Work instruction 1: Name every author listed on the retriever-bias paper page.
Work instruction 2: Transcribe the passage from the retriever-bias paper page starting with "Data, Not Model: Explaining" and going on through "in search systems.".

Source passage:
Segment Open
Data, Not Model: Explaining Bias toward LLM Texts in Neural Retrievers
2026-04-07 • Information Retrieval
Information Retrieval
AI summaryⓘ
The authors found that neural retrievers seem to prefer passages generated by AI language models (LLMs) over human-written ones not because of a flaw in the models themselves, but because of biases in the training data. These biases come from small differences like how fluent or specific the texts are, which affect how the models learn. They show that retrievers learn these biases during training and suggest two ways to fix this: making the training data less biased and adjusting the AI-generated text features. Their work helps reduce concerns about fairness when using AI-generated text in search systems.
neural retrieverssource biaslarge language models (LLMs)contrastive learningembedding spacetraining data artifactsfluencyterm specificityinformation retrievalbias mitigation
Authors
Wei Huang, Keping Bi, Yinqiong Cai, Wei Chen, Jiafeng Guo, Xueqi Cheng
Abstract
Recent studies show that neural retrievers often display source bias, favoring passages generated by LLMs over human-written ones, even when both are semantically similar. This bias has been considered an inherent flaw of retrievers, raising concerns about the fairness and reliability of modern information access systems. Our work challenges this view by showing that source bias stems from supervision in retrieval datasets rather than the models themselves. We found that non-semantic differences, like fluency and term specificity, exist between positive and negative documents, mirroring differences between LLM and human texts. In the embedding space, the bias direction from negatives to positives aligns with the direction from human-written to LLM-generated texts. We theoretically show that retrievers inevitably absorb the artifact imbalances in the training data during contrastive learning, which leads to their preferences over LLM texts. To mitigate the effect, we propose two approaches: 1) reducing artifact differences in training data and 2) adjusting LLM text vectors by removing their projection on the bias vector. Both methods substantially reduce source bias. We hope our study alleviates some concerns regarding LLM-generated texts in information access systems.
Segment Closed
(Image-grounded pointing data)
Segment Open
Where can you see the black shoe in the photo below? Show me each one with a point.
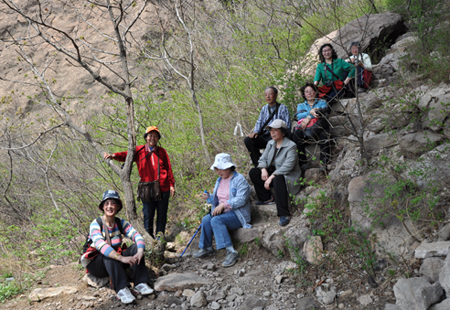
(203, 253)
(231, 259)
(284, 220)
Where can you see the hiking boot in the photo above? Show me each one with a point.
(230, 259)
(125, 296)
(203, 253)
(143, 289)
(271, 201)
(284, 220)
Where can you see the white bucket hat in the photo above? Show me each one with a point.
(278, 123)
(223, 161)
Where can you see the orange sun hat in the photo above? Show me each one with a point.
(152, 128)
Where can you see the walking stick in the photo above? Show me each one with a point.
(191, 240)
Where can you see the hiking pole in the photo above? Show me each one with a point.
(191, 240)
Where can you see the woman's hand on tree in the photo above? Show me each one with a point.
(205, 196)
(305, 122)
(131, 260)
(138, 256)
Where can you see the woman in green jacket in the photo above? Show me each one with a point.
(343, 71)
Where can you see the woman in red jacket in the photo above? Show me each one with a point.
(147, 157)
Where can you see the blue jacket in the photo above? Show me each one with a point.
(239, 198)
(304, 109)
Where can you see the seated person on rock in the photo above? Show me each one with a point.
(312, 125)
(230, 210)
(363, 66)
(259, 137)
(106, 257)
(278, 168)
(335, 74)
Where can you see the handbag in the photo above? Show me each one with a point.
(149, 191)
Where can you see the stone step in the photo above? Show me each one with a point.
(244, 235)
(261, 213)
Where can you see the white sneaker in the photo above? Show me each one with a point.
(143, 289)
(125, 296)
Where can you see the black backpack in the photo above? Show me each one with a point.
(88, 241)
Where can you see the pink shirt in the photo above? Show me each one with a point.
(223, 193)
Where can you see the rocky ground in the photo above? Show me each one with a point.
(257, 281)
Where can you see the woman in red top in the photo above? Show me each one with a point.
(147, 157)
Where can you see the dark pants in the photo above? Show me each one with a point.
(280, 191)
(318, 132)
(253, 146)
(160, 207)
(102, 266)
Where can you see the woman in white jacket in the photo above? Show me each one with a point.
(362, 63)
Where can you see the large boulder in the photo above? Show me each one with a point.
(423, 171)
(286, 240)
(379, 30)
(377, 143)
(435, 107)
(431, 268)
(416, 293)
(417, 143)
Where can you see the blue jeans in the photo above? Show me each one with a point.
(218, 225)
(161, 214)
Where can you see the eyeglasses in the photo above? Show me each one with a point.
(112, 203)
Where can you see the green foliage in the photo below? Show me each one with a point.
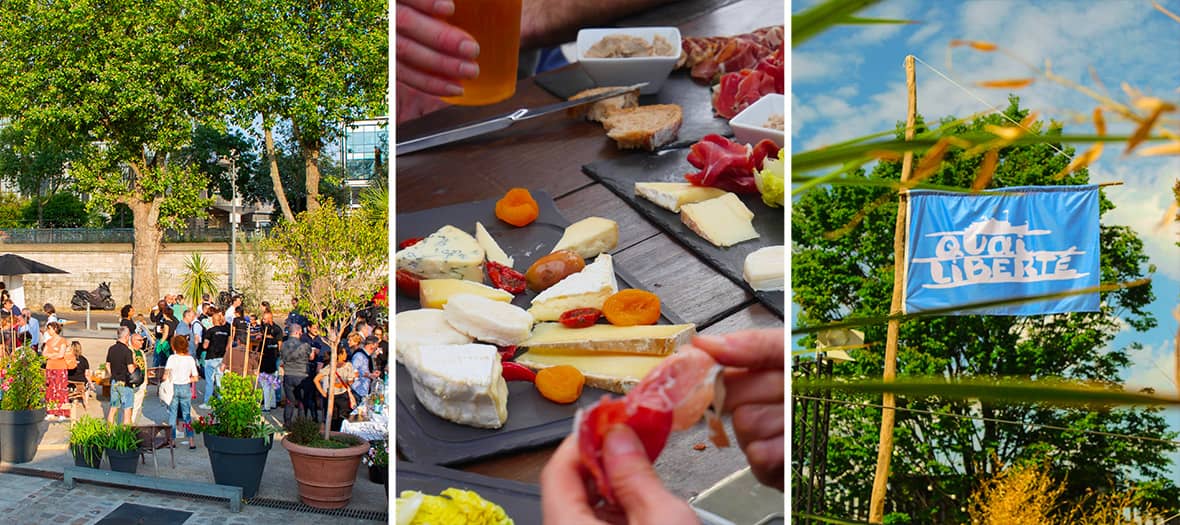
(197, 279)
(122, 438)
(236, 411)
(843, 269)
(23, 380)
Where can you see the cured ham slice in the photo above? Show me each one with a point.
(727, 164)
(673, 396)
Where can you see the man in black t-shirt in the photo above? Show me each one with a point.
(119, 362)
(214, 347)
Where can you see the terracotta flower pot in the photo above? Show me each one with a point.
(326, 476)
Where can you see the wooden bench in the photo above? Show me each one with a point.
(182, 486)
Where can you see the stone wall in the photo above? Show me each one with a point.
(90, 264)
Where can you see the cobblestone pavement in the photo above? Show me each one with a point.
(28, 500)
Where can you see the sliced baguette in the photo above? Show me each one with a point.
(646, 126)
(600, 110)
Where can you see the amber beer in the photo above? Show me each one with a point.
(496, 26)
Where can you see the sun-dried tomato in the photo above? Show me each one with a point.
(581, 317)
(505, 277)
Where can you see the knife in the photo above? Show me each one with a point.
(502, 122)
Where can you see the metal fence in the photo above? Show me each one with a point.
(119, 235)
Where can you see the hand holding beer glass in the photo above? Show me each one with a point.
(464, 51)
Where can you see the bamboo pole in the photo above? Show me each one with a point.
(885, 450)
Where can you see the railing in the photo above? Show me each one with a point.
(119, 235)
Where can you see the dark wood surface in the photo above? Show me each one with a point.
(548, 153)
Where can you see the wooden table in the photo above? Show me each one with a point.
(548, 153)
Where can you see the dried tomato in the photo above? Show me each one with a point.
(410, 242)
(505, 277)
(407, 283)
(581, 317)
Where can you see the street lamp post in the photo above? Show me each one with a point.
(234, 217)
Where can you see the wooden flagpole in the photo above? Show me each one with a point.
(885, 450)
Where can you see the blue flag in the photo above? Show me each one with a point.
(1004, 243)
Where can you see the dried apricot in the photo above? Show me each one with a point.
(561, 384)
(631, 307)
(517, 208)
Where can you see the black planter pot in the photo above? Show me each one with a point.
(238, 461)
(123, 461)
(83, 459)
(19, 434)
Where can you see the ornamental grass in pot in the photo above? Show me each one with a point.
(122, 444)
(236, 435)
(21, 404)
(87, 440)
(325, 468)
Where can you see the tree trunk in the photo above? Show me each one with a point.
(145, 253)
(280, 195)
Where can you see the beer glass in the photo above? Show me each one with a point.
(496, 26)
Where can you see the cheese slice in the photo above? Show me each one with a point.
(460, 382)
(425, 327)
(672, 196)
(434, 293)
(723, 221)
(492, 250)
(610, 372)
(588, 288)
(448, 253)
(765, 268)
(653, 339)
(589, 237)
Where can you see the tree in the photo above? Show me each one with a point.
(333, 262)
(130, 76)
(314, 64)
(840, 273)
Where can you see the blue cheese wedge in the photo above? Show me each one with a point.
(588, 288)
(460, 384)
(448, 253)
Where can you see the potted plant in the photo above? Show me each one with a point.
(122, 443)
(378, 460)
(87, 438)
(325, 468)
(236, 435)
(21, 404)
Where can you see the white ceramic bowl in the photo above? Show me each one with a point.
(748, 125)
(628, 71)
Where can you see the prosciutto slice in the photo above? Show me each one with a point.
(673, 396)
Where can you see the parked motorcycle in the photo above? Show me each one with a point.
(99, 299)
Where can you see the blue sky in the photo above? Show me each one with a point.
(850, 81)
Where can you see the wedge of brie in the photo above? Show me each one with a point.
(460, 382)
(423, 327)
(588, 288)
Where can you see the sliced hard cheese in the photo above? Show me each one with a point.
(425, 327)
(487, 320)
(653, 339)
(491, 249)
(448, 253)
(460, 384)
(670, 196)
(764, 269)
(723, 221)
(434, 293)
(588, 288)
(589, 237)
(609, 372)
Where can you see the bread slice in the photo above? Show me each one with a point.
(644, 126)
(600, 110)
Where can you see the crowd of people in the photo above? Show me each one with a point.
(187, 348)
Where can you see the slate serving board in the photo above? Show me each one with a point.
(694, 99)
(532, 420)
(519, 500)
(620, 176)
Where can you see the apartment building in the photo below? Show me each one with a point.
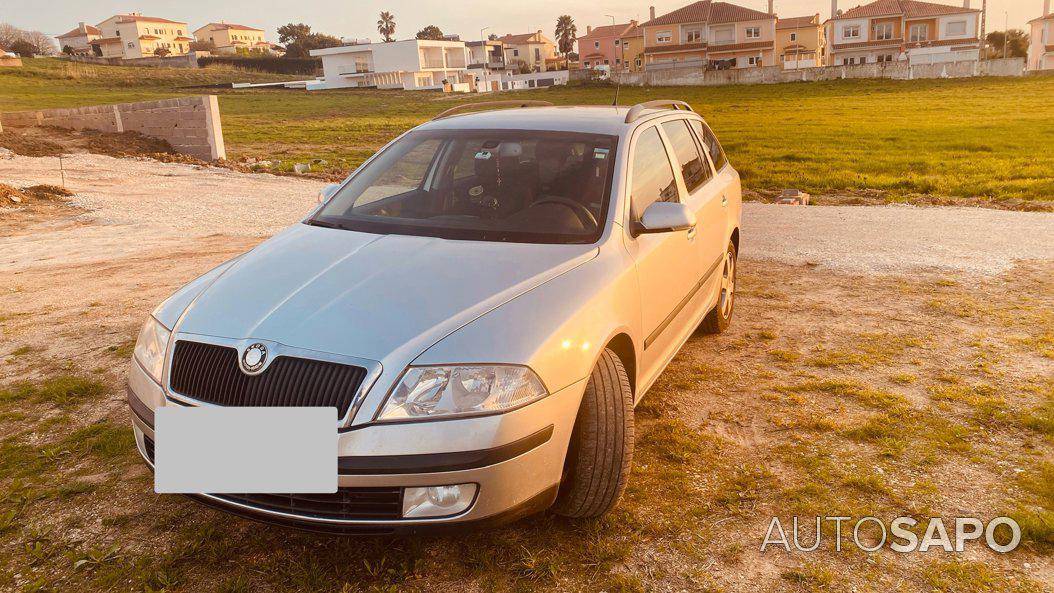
(413, 64)
(711, 35)
(135, 36)
(800, 41)
(1041, 40)
(230, 38)
(533, 50)
(79, 39)
(605, 46)
(885, 31)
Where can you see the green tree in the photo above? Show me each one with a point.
(430, 32)
(1016, 43)
(386, 26)
(566, 34)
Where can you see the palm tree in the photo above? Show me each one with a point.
(566, 34)
(386, 26)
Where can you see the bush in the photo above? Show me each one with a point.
(307, 66)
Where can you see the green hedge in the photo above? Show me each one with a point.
(307, 66)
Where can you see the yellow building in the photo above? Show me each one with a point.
(230, 38)
(135, 36)
(800, 42)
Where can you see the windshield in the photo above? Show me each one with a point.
(487, 184)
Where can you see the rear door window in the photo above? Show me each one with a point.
(694, 166)
(710, 141)
(652, 173)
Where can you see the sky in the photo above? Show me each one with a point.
(356, 19)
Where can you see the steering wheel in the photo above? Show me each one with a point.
(582, 212)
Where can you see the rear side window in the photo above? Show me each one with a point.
(694, 167)
(652, 174)
(710, 141)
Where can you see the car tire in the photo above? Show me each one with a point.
(720, 317)
(601, 452)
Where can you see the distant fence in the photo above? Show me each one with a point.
(186, 61)
(306, 66)
(667, 76)
(191, 124)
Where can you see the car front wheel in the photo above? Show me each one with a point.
(720, 317)
(601, 452)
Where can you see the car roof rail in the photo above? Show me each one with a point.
(636, 111)
(486, 104)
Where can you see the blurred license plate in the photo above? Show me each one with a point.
(245, 450)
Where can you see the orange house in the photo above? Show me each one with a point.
(710, 35)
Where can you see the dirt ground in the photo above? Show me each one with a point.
(893, 390)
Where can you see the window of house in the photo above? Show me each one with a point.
(652, 173)
(695, 170)
(726, 35)
(709, 143)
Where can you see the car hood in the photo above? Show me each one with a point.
(369, 296)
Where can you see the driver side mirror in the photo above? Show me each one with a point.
(664, 217)
(326, 193)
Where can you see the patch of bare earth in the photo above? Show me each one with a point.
(833, 394)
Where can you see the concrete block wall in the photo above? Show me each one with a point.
(191, 124)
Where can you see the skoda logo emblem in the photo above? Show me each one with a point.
(253, 358)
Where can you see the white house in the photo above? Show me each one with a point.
(412, 64)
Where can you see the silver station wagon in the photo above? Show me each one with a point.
(484, 301)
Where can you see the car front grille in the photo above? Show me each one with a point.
(346, 503)
(211, 374)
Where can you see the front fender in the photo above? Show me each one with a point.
(558, 329)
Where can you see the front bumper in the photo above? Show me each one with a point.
(516, 459)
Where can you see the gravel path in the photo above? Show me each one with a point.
(137, 204)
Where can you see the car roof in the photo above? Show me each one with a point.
(588, 119)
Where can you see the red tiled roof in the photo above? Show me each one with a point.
(798, 22)
(518, 39)
(223, 26)
(678, 47)
(76, 33)
(136, 18)
(723, 12)
(706, 11)
(908, 8)
(741, 46)
(609, 31)
(697, 12)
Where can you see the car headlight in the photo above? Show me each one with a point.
(150, 348)
(430, 392)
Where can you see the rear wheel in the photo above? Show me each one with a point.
(602, 443)
(720, 317)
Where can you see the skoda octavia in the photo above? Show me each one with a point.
(484, 301)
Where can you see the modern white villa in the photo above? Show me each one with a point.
(413, 64)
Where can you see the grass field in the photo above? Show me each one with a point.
(971, 138)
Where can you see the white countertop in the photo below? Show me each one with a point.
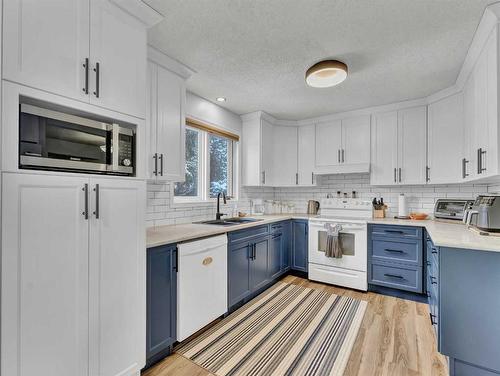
Segment Closed
Expected output 1: Wei Huang, Keping Bi, Yinqiong Cai, Wei Chen, Jiafeng Guo, Xueqi Cheng

Expected output 2:
Data, Not Model: Explaining Bias toward LLM Texts in Neural Retrievers
2026-04-07 • Information Retrieval
Information Retrieval
AI summaryⓘ
The authors found that neural retrievers seem to prefer passages generated by AI language models (LLMs) over human-written ones not because of a flaw in the models themselves, but because of biases in the training data. These biases come from small differences like how fluent or specific the texts are, which affect how the models learn. They show that retrievers learn these biases during training and suggest two ways to fix this: making the training data less biased and adjusting the AI-generated text features. Their work helps reduce concerns about fairness when using AI-generated text in search systems.